▶ _Entries shown_:
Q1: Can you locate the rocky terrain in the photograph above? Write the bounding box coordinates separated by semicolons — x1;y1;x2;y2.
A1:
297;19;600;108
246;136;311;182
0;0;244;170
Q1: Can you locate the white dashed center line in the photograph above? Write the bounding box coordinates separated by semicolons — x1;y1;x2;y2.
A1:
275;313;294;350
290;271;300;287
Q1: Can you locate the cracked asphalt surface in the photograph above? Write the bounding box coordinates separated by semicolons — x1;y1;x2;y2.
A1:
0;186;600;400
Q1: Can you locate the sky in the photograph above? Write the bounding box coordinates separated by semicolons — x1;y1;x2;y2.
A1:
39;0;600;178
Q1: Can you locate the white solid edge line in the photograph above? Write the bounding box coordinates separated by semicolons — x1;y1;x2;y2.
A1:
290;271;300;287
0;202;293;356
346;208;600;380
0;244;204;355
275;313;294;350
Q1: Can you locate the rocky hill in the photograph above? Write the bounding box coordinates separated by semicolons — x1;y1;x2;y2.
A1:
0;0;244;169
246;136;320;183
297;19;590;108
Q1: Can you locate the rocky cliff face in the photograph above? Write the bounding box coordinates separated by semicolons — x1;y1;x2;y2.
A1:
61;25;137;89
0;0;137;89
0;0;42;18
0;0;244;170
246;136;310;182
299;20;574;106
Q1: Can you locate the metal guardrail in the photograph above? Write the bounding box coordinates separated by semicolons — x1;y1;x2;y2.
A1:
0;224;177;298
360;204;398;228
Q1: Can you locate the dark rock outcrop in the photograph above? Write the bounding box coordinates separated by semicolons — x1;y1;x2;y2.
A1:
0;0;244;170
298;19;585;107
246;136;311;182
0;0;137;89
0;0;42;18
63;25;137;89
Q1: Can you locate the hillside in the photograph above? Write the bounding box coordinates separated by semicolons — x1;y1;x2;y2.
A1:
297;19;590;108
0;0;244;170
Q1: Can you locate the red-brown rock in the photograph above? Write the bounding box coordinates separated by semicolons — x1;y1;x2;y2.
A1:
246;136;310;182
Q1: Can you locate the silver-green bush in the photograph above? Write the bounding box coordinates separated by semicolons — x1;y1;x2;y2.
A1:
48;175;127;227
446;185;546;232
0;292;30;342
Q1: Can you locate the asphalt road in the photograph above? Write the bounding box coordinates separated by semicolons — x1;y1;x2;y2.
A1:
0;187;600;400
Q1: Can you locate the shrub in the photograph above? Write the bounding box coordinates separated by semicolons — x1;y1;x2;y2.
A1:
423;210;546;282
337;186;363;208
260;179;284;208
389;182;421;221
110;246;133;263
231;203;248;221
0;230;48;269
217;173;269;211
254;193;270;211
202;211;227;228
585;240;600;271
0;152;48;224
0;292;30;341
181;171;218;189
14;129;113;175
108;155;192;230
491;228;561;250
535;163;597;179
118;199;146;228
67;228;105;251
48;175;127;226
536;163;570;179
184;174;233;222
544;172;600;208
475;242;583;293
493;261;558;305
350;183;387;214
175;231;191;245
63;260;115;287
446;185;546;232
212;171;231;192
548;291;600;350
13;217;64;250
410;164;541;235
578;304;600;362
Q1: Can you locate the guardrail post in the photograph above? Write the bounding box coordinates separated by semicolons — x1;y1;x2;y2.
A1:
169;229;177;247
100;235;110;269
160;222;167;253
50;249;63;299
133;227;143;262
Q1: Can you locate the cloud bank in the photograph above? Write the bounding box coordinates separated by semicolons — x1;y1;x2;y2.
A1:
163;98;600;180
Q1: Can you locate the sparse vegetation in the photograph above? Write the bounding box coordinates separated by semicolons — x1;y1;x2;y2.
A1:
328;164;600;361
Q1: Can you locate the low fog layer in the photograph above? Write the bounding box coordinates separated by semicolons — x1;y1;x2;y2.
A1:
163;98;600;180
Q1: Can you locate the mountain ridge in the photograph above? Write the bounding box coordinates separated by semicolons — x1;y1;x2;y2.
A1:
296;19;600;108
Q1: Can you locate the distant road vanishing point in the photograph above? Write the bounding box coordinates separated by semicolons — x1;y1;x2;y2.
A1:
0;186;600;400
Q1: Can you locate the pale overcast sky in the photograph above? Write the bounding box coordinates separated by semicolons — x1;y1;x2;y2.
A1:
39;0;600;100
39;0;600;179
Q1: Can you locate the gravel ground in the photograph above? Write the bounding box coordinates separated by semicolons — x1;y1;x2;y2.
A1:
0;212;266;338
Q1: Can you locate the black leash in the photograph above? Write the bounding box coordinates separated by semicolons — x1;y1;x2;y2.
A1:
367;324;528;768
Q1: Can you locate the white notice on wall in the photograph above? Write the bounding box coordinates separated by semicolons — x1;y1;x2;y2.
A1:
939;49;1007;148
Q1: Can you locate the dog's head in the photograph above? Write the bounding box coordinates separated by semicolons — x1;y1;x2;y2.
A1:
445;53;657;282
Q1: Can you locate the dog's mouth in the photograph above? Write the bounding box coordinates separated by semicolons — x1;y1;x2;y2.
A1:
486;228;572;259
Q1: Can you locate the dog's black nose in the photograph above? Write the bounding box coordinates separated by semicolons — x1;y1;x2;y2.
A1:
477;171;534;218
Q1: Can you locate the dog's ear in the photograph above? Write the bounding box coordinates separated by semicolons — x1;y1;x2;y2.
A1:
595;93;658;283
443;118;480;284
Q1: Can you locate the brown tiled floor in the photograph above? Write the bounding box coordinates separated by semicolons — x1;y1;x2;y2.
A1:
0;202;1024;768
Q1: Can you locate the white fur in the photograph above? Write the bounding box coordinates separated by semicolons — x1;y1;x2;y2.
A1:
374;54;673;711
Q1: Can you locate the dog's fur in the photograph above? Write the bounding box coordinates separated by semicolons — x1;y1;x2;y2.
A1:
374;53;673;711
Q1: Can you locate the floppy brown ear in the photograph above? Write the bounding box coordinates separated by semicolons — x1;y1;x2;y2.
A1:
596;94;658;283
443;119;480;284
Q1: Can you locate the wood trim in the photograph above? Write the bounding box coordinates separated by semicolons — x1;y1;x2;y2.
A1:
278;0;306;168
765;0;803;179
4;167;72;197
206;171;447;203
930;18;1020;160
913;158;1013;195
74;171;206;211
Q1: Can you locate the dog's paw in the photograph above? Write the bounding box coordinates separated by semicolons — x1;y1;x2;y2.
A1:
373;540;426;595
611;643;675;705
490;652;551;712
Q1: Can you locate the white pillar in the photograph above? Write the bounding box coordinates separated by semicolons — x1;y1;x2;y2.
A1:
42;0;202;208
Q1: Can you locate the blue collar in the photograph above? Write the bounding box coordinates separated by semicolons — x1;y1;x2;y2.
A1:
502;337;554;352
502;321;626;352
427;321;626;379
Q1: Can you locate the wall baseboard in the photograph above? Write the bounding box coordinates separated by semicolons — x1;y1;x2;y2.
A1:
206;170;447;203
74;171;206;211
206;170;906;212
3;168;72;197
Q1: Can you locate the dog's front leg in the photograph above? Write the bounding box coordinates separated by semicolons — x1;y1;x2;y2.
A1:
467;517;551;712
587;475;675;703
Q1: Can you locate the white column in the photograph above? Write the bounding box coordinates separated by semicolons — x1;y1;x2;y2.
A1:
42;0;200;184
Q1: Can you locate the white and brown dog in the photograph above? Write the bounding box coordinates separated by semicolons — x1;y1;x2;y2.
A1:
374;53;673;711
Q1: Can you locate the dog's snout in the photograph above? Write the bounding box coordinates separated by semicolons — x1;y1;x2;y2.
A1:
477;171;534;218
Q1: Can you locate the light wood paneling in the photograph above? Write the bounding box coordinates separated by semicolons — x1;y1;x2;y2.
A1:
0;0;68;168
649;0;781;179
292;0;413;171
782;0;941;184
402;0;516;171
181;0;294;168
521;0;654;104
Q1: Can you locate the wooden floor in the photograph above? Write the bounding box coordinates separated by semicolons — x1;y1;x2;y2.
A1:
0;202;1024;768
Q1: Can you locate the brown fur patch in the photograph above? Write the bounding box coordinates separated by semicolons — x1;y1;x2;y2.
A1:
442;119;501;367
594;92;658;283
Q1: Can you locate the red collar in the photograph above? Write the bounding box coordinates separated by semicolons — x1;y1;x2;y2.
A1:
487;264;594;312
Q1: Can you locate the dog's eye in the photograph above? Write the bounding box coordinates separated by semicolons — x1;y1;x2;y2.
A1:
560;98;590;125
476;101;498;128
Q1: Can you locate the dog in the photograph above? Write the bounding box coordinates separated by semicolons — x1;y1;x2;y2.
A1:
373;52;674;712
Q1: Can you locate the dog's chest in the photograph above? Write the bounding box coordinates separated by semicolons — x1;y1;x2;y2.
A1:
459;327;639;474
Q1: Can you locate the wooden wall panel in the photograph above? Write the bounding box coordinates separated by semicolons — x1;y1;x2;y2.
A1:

---

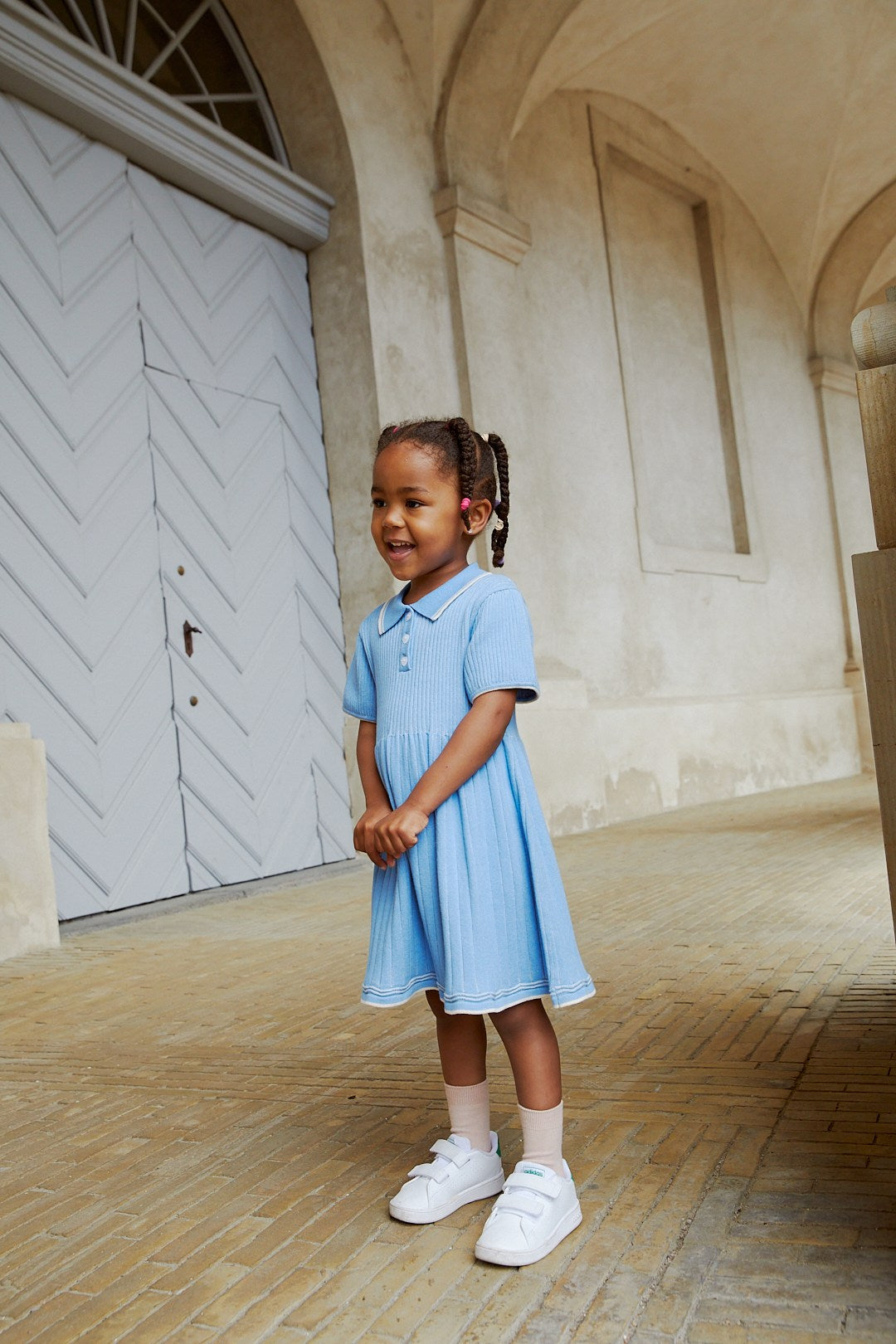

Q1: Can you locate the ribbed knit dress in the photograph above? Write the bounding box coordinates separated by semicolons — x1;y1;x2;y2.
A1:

▶ _What needs to be done_:
Recast the records above as a JSON list of strings, one string per line and no blank lines, starting at the line containing "Q1: Can you locate the light" and ending with the line containing "594;92;658;283".

▶ _Output for this exercise_:
[
  "Q1: Can you locate the light wood paneling in the photograph above? Write the bounding box coordinates separated by semicolons — x1;y1;x2;y2.",
  "A1:",
  "0;0;68;168",
  "649;0;781;179",
  "292;0;413;171",
  "782;0;941;184",
  "402;0;516;171",
  "181;0;294;168",
  "521;0;654;104",
  "Q1: Can you locate the wooden floor in the photograph above? Write the bounding box coordinates separated by semicolons — x1;y1;x2;y2.",
  "A1:",
  "0;202;1024;768",
  "Q1: Can you locate the brown fur patch in the photograph above? Write the bounding box coordinates separated by semicolons — x1;y1;x2;y2.",
  "A1:",
  "442;119;501;367",
  "594;92;658;283"
]